→ TAREFAS A EXECUTAR:
1. Duplique, sem alterações, o trecho da crônica sobre educação humanizada que vai de "O Senhor Wilson" até "ficar na história.".
2. Dê prosseguimento à crônica sobre educação humanizada a partir da última frase apresentada.

→ TEXTO EXTRAÍDO:
Novas Histórias do Tempo da Velha Escola (MCCCXXXIII)

Lagoa das Amendoeiras, 21 de agosto de 2043

O Senhor Wilson nos levou até Mendes. Por lá ficamos três dias, aprendendo. O Senhor Orlando de lá nos trouxe. E a Vovó Ludi tivera ensejo de um primeiro contato com a Equipe de Educação Humanizada e com a equipe de uma secretaria de educação fadada para ficar na história. 

A Maria Paula não estava sozinha. A Adélia, o André, o Luís, dezenas de secretários de educação brasileiros e diretores de agrupamento portugueses partilhavam a decisão de não mais esperar, agiam. Tal como a Ponte agira, meio século antes, de um modo que António Nóvoa deixara claro, num solidário artigo:

“A Escola da Ponte não se constituiu em mais um “fait-divers”.

(Linhas do conjunto de dados)
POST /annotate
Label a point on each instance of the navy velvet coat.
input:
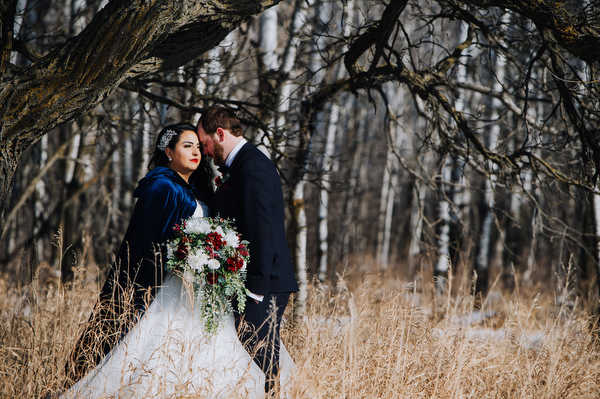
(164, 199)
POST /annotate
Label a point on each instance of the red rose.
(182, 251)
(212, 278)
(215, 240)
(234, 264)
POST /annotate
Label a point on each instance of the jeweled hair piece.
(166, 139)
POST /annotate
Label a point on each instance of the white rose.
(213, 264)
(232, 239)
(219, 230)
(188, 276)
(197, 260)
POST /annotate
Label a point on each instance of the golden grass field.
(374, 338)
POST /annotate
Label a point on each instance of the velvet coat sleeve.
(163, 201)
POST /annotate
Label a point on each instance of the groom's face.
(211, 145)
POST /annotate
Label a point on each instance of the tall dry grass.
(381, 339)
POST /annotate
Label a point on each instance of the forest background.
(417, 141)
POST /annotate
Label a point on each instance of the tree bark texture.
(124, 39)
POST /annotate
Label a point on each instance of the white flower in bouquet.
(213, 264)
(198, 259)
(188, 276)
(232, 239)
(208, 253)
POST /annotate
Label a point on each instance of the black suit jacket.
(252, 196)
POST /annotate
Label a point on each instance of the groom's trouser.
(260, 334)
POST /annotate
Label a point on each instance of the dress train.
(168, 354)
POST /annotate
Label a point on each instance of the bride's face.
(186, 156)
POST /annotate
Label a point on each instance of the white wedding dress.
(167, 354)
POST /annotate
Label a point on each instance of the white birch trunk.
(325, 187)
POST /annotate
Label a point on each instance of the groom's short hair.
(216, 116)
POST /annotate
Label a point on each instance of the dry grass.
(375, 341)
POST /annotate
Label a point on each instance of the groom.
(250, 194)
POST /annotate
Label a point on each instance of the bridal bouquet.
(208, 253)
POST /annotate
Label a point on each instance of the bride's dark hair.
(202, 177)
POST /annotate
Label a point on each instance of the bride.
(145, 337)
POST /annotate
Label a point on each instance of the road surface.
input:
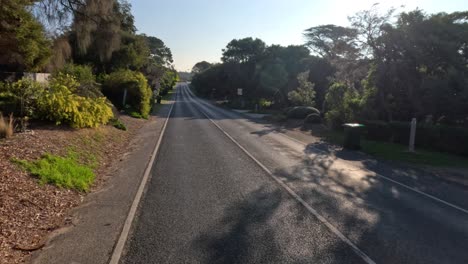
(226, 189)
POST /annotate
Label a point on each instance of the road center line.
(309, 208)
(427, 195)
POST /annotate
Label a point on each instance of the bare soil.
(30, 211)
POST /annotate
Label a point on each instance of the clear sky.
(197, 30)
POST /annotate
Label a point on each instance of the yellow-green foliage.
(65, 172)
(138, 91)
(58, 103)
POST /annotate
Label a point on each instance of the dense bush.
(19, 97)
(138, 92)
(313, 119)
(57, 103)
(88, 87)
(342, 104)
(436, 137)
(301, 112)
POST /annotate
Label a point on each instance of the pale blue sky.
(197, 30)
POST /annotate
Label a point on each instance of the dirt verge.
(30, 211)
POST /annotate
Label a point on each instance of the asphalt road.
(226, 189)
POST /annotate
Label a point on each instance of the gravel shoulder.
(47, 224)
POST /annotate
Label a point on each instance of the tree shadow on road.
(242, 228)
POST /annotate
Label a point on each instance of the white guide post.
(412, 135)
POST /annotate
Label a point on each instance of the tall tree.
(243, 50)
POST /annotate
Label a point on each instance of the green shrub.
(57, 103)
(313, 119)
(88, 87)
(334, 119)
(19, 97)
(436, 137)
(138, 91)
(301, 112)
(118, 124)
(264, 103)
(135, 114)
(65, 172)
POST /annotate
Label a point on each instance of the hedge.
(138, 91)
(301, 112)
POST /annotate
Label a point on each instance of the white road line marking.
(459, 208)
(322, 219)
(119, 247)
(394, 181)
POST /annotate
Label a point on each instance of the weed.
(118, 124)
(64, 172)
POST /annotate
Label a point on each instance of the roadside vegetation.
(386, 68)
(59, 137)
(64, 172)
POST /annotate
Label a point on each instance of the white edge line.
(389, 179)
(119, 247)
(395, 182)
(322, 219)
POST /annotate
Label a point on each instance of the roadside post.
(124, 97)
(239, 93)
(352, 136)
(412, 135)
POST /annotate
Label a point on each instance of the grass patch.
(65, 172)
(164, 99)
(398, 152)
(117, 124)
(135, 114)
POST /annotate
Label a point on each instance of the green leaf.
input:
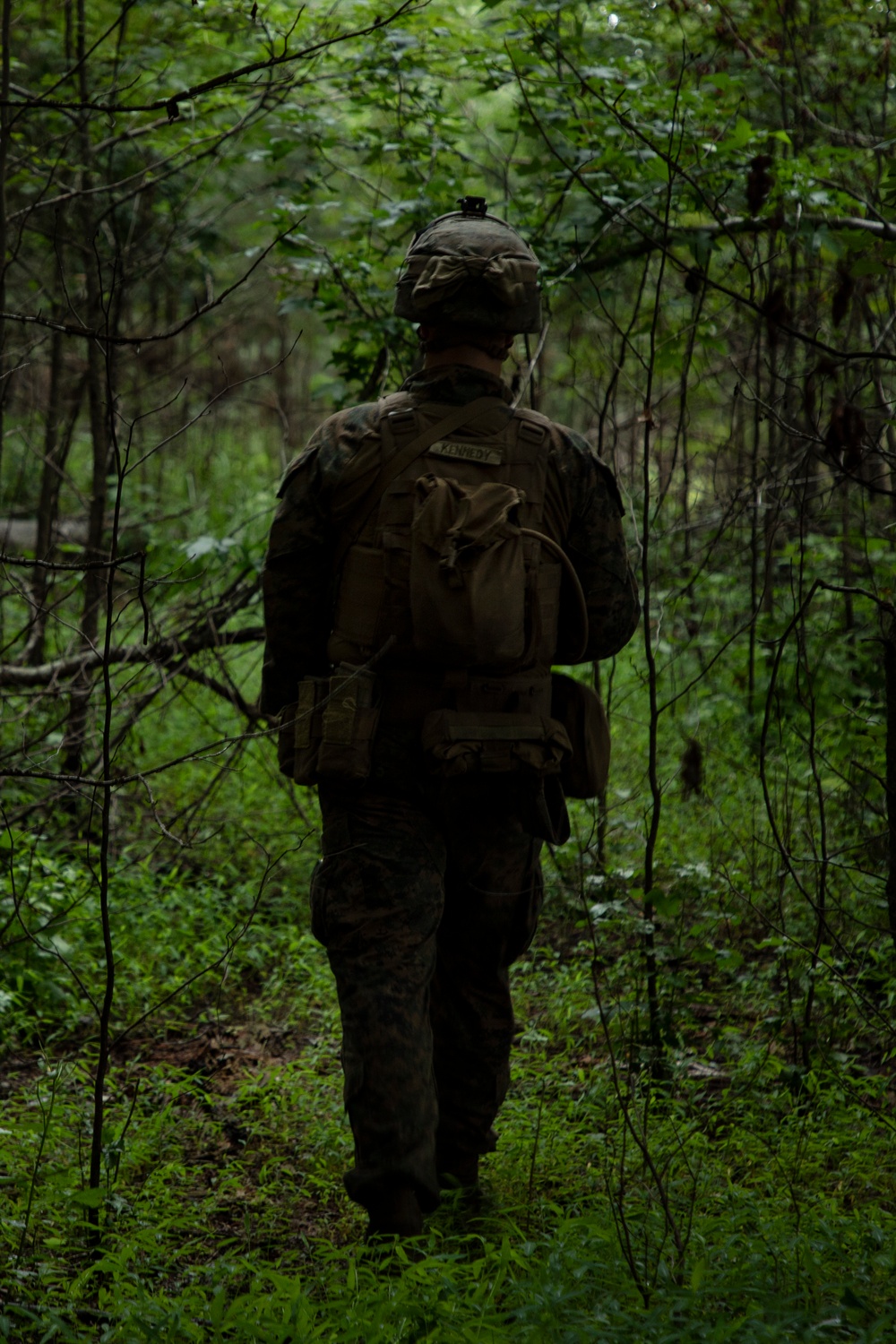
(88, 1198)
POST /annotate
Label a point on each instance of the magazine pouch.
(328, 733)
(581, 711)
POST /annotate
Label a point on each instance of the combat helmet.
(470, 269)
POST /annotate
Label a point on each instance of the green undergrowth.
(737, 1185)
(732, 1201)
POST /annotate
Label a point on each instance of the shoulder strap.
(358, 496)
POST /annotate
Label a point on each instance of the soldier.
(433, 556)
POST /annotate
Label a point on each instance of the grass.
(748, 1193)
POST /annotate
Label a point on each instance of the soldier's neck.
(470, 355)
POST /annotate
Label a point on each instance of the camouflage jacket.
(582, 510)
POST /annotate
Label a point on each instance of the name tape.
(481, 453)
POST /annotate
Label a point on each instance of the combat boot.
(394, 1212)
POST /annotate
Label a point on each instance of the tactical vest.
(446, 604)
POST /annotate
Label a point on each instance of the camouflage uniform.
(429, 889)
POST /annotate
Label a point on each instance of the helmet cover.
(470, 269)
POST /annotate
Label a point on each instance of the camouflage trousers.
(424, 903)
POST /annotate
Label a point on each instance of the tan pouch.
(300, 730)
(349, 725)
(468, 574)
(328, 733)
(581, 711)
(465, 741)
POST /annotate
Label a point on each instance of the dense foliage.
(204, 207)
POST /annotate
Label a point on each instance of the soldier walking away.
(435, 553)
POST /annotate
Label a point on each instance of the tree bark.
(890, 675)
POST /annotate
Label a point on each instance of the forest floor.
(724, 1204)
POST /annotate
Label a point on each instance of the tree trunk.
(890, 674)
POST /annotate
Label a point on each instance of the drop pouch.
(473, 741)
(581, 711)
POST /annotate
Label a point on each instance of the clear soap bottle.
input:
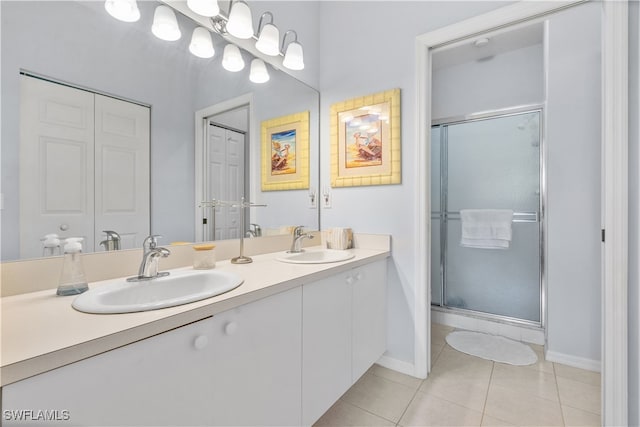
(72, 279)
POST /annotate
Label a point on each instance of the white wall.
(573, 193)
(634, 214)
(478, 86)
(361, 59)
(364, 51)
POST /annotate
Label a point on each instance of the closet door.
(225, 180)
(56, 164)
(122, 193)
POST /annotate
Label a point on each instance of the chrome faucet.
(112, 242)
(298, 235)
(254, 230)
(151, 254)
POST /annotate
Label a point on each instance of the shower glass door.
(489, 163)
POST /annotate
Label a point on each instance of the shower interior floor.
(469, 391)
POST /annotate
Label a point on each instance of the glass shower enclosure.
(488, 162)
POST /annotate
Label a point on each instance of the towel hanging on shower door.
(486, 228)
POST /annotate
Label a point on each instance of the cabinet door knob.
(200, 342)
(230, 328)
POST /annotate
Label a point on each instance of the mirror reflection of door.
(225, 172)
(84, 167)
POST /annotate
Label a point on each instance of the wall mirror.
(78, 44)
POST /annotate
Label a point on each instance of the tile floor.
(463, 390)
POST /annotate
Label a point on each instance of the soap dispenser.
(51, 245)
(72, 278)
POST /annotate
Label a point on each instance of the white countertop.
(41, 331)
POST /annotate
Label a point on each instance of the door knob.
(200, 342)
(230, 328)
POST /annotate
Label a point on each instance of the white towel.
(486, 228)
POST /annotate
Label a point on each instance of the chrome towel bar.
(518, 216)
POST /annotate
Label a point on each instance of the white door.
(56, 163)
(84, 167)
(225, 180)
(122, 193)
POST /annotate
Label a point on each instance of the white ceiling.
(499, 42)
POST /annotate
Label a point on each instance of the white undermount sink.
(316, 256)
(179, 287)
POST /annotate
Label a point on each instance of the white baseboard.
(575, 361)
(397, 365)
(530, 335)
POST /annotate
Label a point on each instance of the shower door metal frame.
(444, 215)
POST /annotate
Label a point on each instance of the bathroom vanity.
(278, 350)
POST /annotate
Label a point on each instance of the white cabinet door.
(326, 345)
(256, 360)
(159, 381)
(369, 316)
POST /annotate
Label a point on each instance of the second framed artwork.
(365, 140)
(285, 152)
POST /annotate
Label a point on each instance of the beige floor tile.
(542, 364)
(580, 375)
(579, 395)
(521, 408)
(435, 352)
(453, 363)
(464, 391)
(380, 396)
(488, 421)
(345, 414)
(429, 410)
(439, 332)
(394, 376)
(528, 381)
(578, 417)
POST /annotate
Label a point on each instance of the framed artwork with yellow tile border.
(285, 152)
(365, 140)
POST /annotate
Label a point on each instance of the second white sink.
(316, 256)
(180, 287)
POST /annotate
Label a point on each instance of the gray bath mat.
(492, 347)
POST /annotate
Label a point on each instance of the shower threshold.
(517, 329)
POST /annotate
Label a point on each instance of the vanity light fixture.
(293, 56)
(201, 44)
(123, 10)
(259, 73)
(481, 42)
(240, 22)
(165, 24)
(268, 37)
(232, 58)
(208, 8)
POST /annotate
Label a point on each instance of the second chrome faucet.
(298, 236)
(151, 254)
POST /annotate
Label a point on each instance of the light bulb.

→ PROBLEMAS RESOLVIDOS:
1.
O Senhor Wilson nos levou até Mendes. Por lá ficamos três dias, aprendendo. O Senhor Orlando de lá nos trouxe. E a Vovó Ludi tivera ensejo de um primeiro contato com a Equipe de Educação Humanizada e com a equipe de uma secretaria de educação fadada para ficar na história.

2.
Exatamente! A Ponte sempre incomodou os acomodados, por ser um verdadeiro analisador da realidade educativa. Não se tratava de colocar mais um remendo num andrajoso modelo educacional, mas do resgate do significado da expressão “Escola Pública”. A Ponte afirmava a possibilidade da excelência académica com inclusão social. Reafirmava a possibilidade de a todos assegurar o direito à educação… em autonomia. O exercício de autonomia era condição sine qua non de mudança e de inovação. 

Recusamos o faz-de-conta da autonomia que o ministério oferecia. Desde a primeira hora do “Fazer a Ponte” reivindicamos o estatuto de “viveiro de futuro” (expressão usada por um dos muitos estudiosos que, nas décadas de setenta e oitenta à Ponte acorriam). Mas, somente ao cabo de 28 anos, a nossa escola foi, oficialmente, reconhecida como autônoma. 

Netos queridos, dissestes ter gostado de algumas cartinhas “fofas” (expressão vossa) e esperançosas. Lamento ter de vos dar a conhecer, nesta cartinha, uma realidade para além da “fofura”, pois foi bem dura a labuta daqueles que, como o vosso avô, arriscaram inovar – inúmeros obstáculos enfrentamos.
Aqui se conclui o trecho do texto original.